▶ PASSAGE FOR REVIEW:
* * *

In 2014, GHS began the massive undertaking of integrating patient records and billing. The new electronic health record system is called Epic, and it replaces nearly 50 different systems. Epic is a fundamental component of GHS’ digital transformation strategy.
Epic gives healthcare providers on-demand access to patients’ records at any time of the day or night. With complete patient information, healthcare providers can make well-informed treatment decisions quickly and safely. Patients benefit from electronic health records, too. Epic allows GHS’s 1.5 million patients to interact with their medical information, schedule appointments and communicate with their physicians through a secure web portal.
“Epic unifies our data and positions GHS for the future, but Epic is only as good as the technology that supports it,” said Greg Johnson, Manager, I/S Systems Engineering at GHS. “If backup and recovery fail, we can’t guarantee Epic’s availability.”
Backup storage utilization was another challenge.

* * *

▶ SUPPLIED MATERIAL:
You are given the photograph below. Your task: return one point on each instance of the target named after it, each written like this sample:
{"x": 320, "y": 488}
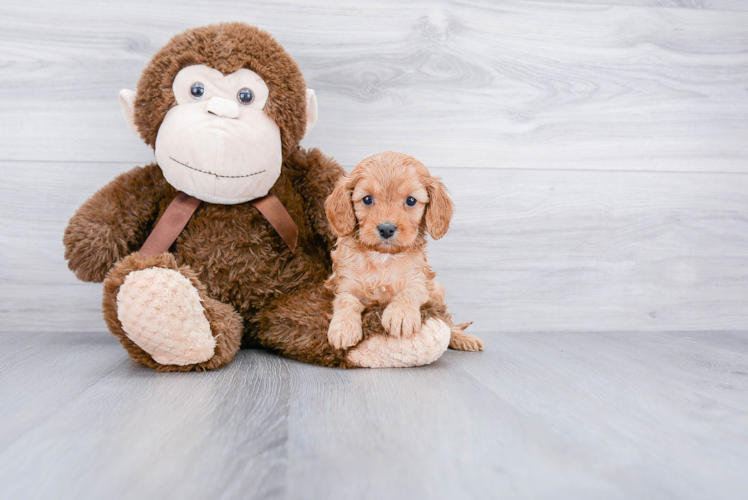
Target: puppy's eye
{"x": 197, "y": 90}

* * *

▶ WORK ORDER 1:
Answer these questions from the passage about GHS's Epic system:
(a) In what year did GHS begin integrating patient records and billing?
(b) About how many different systems does Epic replace?
(c) What is Greg Johnson's job title?
▶ WORK ORDER 2: Echo the passage about GHS's Epic system between "Epic gives healthcare" and "was another challenge.", inclusive.
▶ WORK ORDER 3: Proceed with the passage about GHS's Epic system, continuing from where it stops.

▶ ANSWER 1:
(a) 2014
(b) Nearly 50
(c) Manager, I/S Systems Engineering at GHS

▶ ANSWER 2:
Epic gives healthcare providers on-demand access to patients’ records at any time of the day or night. With complete patient information, healthcare providers can make well-informed treatment decisions quickly and safely. Patients benefit from electronic health records, too. Epic allows GHS’s 1.5 million patients to interact with their medical information, schedule appointments and communicate with their physicians through a secure web portal.
“Epic unifies our data and positions GHS for the future, but Epic is only as good as the technology that supports it,” said Greg Johnson, Manager, I/S Systems Engineering at GHS. “If backup and recovery fail, we can’t guarantee Epic’s availability.”
Backup storage utilization was another challenge.

▶ ANSWER 3:
“Legacy backup wasn’t managing and retiring restore points in EMC® Data Domain appliances, so backup storage utilization was 90%, which is heart-attack territory,” Johnson said. “We didn’t want to risk running out of backup storage with Epic, so we made plans to purchase more.”
Matt Shuford, Systems Engineer for GHS, identified two additional challenges. Limited visibility into the backup infrastructure prevented him from seeing and resolving backup issues before they impacted users. And, spending 25 hours each week troubleshooting failed backup and recovery kept him from other data center projects. Shuford asked Johnson to consider hiring someone to focus on backup.
“Around this same time we deployed a proof-of-concept project featuring Veeam® Availability Suite™,” Shuford said. “Our challenges disappeared one by one.”
Veeam turned each challenge GHS faced into opportunities for 24x7 Availability.
“The systems that help us provide patients with the finest care and protect their privacy are up and running at all times, thanks to Veeam,” Johnson said. “This includes Epic, the driving force of our healthcare system and the centerpiece of our digital transformation strategy, as well as document management, patient identification tracking and laptop encryption.”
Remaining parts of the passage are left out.